● **Фрагмент текста**:
Участие интеллектуалов-экспертов в политическом процессе ведет к смешиванию этих иерархий, имеющему два типа последствий. В одном случае "логоцентризм" становится принципом политической практики, и политическая деятельность оценивается с позиций её соответствия определенным программам и теориям.8 В другом случае возникает проблема политической обусловленности экспертизы, призванной по определению быть внецеховой, независимой.9 Именно поэтому слова Уолтера Липпмана, сказанные им во время пика Нового курса об университетских профессорах, участвовавших в подготовке политических и административных решений, имеет смысл до сих пор:

Лишь то знание по истине беспристрастно, что получено в результате свободных поисков. Становясь политиками, становясь членами администраций, становясь руководителями и лидерами политических группировок, те, кто призван учить и учиться идут на неизбежный компромисс. В их словах отныне нет беспристрастности. В их исследованиях отныне нет подлинной науки. Соединить приверженность знаниям с осуществлением политической власти невозможно. И тот, кто пытался добиться этого, оказывался либо плохим политиком, либо плохим ученым. (Цит. по: 28.c. 147)

Записи набора данных:
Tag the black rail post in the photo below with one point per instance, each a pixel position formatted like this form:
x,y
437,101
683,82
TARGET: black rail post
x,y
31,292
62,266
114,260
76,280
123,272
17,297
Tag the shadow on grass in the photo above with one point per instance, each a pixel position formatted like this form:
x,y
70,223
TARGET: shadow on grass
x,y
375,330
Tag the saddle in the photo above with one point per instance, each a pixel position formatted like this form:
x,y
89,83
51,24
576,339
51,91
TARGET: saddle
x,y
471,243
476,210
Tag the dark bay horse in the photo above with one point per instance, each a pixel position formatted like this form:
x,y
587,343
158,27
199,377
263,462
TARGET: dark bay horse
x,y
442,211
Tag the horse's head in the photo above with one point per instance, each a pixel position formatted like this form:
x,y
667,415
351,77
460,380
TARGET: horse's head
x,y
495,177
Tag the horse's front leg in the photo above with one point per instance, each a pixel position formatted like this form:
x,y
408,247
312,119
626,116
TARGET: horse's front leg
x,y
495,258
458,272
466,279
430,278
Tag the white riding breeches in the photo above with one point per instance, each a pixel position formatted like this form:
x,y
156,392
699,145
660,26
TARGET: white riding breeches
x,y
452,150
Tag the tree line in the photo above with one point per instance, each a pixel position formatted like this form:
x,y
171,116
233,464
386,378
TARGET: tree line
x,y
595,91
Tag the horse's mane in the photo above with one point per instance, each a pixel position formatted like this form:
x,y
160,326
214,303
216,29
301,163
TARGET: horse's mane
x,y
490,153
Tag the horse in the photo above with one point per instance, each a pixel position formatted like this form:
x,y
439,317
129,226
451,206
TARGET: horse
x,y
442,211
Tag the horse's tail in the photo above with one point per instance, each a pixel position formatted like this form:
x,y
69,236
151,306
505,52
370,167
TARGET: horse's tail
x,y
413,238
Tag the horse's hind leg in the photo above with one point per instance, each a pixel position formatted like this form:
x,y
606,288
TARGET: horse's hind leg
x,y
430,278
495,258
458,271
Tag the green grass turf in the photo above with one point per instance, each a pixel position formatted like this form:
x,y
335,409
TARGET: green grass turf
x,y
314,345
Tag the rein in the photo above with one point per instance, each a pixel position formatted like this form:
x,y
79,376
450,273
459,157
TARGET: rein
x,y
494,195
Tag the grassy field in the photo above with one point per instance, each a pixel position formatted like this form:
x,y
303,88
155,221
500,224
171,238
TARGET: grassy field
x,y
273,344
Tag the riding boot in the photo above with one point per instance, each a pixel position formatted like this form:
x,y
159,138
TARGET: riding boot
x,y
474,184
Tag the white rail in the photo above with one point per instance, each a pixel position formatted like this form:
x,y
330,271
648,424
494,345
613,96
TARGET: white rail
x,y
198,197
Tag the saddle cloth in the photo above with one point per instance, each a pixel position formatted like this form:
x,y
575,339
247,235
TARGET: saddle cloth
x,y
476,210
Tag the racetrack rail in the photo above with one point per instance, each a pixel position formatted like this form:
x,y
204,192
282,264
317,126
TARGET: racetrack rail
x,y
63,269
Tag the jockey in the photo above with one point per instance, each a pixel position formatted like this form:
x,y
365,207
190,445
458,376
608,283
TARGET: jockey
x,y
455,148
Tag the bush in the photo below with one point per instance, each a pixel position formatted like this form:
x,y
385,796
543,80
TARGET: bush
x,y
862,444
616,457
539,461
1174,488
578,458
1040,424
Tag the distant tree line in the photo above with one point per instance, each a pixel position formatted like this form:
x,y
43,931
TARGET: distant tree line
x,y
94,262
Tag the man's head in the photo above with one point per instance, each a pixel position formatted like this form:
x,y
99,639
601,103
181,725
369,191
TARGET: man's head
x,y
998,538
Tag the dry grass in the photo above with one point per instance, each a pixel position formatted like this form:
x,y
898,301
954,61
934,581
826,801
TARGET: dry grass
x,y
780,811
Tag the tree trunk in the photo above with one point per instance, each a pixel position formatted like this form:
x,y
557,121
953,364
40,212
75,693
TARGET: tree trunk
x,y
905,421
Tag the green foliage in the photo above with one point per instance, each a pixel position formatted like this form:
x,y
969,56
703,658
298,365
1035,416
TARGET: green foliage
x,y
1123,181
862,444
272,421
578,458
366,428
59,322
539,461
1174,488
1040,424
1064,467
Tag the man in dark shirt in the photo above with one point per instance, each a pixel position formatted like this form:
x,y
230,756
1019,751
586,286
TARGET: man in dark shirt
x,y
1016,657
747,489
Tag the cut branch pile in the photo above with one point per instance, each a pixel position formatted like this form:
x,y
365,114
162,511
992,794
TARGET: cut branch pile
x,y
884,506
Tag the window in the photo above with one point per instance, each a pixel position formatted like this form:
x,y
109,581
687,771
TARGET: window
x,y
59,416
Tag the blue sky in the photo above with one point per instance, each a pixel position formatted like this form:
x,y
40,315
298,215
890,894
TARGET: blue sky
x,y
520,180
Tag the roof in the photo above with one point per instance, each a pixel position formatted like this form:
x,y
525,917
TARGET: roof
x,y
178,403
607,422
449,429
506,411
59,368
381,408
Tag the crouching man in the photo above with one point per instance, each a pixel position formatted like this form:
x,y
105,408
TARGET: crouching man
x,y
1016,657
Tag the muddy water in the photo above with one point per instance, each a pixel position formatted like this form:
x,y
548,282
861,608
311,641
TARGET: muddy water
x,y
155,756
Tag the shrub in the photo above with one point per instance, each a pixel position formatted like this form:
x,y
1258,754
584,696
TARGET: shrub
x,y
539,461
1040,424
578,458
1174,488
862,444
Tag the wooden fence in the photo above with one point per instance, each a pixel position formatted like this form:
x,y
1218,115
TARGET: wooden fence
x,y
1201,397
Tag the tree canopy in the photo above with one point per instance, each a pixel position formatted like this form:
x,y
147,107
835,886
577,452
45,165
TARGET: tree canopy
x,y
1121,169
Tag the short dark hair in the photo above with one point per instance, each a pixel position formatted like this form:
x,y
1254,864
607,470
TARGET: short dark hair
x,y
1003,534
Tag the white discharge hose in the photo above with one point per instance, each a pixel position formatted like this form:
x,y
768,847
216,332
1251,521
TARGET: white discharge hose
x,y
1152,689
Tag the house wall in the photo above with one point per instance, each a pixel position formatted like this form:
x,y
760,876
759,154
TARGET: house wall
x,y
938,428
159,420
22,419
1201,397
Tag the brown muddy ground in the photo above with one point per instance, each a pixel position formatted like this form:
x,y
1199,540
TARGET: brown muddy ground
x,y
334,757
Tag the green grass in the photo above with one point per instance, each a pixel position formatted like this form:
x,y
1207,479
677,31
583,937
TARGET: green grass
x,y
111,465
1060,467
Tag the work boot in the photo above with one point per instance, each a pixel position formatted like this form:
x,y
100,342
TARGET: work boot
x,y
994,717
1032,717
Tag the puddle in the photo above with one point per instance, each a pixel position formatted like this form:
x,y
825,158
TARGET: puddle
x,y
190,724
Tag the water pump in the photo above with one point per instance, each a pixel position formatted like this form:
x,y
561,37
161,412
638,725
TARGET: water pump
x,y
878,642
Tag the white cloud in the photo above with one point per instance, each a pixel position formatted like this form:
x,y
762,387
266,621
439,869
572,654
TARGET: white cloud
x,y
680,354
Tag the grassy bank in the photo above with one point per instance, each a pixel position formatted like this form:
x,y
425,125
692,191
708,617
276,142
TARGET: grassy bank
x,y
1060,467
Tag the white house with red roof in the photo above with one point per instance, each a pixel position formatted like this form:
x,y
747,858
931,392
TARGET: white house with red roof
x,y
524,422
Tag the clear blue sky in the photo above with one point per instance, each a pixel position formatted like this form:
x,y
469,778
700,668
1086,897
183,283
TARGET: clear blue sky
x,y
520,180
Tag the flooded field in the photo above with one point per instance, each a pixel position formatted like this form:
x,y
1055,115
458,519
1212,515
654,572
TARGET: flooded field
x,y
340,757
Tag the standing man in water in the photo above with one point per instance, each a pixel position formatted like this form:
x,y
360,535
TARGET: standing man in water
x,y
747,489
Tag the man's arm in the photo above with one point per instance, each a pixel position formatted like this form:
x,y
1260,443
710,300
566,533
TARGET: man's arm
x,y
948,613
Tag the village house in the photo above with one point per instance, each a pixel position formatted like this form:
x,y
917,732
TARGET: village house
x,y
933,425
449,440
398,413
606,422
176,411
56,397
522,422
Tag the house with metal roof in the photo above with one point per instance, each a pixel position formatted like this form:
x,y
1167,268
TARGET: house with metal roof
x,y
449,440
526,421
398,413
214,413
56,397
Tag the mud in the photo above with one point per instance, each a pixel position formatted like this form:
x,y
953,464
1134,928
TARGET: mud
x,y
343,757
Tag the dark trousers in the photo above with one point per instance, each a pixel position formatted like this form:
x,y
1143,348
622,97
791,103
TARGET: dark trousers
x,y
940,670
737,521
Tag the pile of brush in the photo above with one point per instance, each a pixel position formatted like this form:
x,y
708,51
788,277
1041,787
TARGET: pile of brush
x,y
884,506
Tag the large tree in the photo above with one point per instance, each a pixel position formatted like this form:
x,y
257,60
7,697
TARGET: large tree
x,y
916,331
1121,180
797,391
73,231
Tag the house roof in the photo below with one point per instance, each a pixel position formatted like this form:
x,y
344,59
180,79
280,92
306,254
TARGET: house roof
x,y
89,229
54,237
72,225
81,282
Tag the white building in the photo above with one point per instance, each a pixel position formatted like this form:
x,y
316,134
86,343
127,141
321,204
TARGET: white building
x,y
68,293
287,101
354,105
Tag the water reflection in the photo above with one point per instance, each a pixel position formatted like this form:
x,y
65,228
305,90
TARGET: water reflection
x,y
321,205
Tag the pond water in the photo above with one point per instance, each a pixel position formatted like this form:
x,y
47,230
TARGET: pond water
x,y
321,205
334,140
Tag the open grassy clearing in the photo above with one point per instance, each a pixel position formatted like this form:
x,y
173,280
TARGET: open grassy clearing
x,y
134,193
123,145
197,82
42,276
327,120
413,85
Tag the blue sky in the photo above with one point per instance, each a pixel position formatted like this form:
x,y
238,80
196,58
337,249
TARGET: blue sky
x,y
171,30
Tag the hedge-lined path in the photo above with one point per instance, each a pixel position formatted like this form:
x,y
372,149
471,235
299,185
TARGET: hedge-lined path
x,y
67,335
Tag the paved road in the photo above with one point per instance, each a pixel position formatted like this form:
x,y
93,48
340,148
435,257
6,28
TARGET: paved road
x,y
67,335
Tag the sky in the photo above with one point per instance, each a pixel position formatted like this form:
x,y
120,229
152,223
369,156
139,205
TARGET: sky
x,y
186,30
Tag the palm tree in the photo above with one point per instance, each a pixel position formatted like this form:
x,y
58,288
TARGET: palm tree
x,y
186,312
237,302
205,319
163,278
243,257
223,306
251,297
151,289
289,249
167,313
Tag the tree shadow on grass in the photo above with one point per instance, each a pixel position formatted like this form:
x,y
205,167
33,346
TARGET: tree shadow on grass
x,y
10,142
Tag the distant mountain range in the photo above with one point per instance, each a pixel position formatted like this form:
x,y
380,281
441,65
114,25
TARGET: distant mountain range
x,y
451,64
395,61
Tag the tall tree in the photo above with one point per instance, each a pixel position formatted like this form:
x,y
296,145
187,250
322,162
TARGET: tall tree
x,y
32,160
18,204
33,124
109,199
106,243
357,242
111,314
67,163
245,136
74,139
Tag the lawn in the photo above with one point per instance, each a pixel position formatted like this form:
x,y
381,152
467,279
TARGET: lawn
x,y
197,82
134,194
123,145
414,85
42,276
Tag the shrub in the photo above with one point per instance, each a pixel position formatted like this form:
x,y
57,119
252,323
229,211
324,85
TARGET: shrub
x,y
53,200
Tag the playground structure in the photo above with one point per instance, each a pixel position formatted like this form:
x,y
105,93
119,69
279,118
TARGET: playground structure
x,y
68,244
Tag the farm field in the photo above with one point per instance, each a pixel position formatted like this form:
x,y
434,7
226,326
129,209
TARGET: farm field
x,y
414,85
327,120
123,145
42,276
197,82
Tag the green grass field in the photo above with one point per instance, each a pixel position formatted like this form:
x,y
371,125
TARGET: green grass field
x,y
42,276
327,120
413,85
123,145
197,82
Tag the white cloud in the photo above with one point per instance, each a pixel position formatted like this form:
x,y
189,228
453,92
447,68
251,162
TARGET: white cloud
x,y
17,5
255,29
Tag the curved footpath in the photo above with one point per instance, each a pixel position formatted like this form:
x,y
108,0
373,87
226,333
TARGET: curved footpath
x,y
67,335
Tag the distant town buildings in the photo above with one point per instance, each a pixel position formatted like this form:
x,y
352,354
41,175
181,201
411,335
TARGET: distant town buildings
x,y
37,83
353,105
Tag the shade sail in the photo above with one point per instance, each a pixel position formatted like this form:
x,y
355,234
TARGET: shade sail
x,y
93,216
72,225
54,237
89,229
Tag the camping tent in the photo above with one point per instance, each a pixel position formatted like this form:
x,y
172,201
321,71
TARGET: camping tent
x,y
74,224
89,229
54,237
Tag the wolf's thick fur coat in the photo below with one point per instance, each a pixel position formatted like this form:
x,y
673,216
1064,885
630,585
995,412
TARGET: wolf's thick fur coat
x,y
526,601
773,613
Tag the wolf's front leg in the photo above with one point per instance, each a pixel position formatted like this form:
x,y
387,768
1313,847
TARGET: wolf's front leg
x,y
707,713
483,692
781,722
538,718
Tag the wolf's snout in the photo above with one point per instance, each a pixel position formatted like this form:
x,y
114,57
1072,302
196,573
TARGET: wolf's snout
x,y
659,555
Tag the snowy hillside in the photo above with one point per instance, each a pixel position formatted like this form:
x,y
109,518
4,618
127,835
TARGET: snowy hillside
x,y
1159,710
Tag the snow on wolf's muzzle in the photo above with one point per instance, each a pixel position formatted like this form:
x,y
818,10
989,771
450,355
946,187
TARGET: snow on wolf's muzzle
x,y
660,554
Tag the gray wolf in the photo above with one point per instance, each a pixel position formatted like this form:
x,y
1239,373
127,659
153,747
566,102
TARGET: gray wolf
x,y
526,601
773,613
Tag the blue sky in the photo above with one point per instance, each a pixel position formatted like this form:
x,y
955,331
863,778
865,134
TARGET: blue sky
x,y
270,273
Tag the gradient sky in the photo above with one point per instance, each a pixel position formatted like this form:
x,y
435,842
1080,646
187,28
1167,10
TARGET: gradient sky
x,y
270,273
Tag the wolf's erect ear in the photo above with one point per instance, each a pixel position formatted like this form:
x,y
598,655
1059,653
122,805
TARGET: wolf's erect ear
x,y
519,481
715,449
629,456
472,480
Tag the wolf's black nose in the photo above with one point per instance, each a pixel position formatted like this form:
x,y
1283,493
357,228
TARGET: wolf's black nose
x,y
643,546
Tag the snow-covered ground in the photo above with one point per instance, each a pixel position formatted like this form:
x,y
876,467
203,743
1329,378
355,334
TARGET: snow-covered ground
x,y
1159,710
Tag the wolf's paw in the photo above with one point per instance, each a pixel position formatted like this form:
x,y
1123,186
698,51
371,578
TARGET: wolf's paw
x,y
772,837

● **Постановка задачи**: Продолжите фрагмент об участии интеллектуалов-экспертов в политическом процессе, начав сразу после его последнего предложения. Приведенные записи для работы не требуются.

● **Результат выполнения**:
Подведу предварительный итог. Структурный анализ интеллигенции, как группы, призванной осуществлять “экспертную” функцию в обществе, интересен прежде всего своей попыткой определить закономерности развития сообщества, формирующегося вокруг гносеологической функции. Характерно, что при этом остается в тени вопрос о сути самой гносеологической функции, о её месте в ряду других социальных функций и институтов, а также её роли в политическом процессе. Отрывая “орган” от “функции”, сторонники данного подхода делают неочевидным тот факт, что и сама “воля к знанию” есть лишь разновидность “воли к власти”, что в основе примата “компетенции” лежит не столько иная иерархия ценностей, сколько непреодолимое желание оказаться наверху уже существующей властной иерархии. Желание, для достижения которого обладание знанием столь же функционально, сколько и обладание собственностью. 10


ИНТЕЛЛИГЕНТНЫЕ ИДЕОЛОГИ

Если претензии экспертов с ограниченной ответственностью на особое положение в обществе определяются (якобы) “объективностью”, “независимостью” и “беспристрастностью” того знания, которым они владеют, то претензии интеллигентных идеологов имеют несколько иную основу. Данный тип интеллектуалов аппелирует к “универсальности” и “всеобщему” характеру культурных и моральных ценностей, хранителями и проповедниками которых они выступают, и в максимально широком распространение которых они зантересованы.

Посмотрим, в чем состоит специфика интеллектуалов этого типа. Но первоначально попытаемся определить, каковы исходные предпосылки идеологии как явления.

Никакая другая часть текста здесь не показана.